• SUPPLIED TEXT

++++++++++

This feed would serve some cow well and produce some quality beef. In Bc the government wants to get rid of all local aviators and only have federal inspected plants. Alberta does not seem to be that stupid and the people here will not just roll over and play dead for the government. Although one farmer at the Strathcona farmers market said: “in Edmonton that they ( the small Aviators ) will step in and produce for BC.” In Alberta they all have fed approval but seek local markets. Thus they are not tied to Cargil.

They are producing free-range product that is dry aged not wet aged- this is where it all begins; Corn- wheat- milk powders- alfalfa a cows diet. How an animal is killed and what they eat before you kill them and how it is processed plays a huge part in what that meat is going to be like.

++++++++++

• TO DO
According to the text on beef production, how is the free-range product aged?

++++++++++

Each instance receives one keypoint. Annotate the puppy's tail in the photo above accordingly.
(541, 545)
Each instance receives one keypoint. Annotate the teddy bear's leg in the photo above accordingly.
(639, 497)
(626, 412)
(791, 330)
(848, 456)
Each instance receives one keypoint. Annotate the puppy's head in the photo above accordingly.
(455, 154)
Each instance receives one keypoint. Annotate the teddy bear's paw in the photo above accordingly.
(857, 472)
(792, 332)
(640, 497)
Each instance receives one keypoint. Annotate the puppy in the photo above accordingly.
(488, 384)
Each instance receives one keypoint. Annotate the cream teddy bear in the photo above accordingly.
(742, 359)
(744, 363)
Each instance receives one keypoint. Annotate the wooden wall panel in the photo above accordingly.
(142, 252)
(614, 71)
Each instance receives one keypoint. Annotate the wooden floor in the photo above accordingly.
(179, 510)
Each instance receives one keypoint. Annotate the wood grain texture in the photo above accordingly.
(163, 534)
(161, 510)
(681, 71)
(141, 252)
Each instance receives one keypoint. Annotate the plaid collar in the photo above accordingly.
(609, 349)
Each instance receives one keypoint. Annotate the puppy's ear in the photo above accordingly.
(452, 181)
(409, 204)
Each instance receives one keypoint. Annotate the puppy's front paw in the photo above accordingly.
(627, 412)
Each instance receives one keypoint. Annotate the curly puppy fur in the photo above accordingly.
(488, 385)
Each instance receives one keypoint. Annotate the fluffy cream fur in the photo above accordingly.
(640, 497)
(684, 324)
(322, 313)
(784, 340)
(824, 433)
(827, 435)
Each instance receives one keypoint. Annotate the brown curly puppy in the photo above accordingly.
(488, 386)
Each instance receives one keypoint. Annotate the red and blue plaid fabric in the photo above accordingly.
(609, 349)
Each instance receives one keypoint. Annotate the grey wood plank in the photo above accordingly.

++++++++++

• FULL ANSWER
It is dry aged, not wet aged.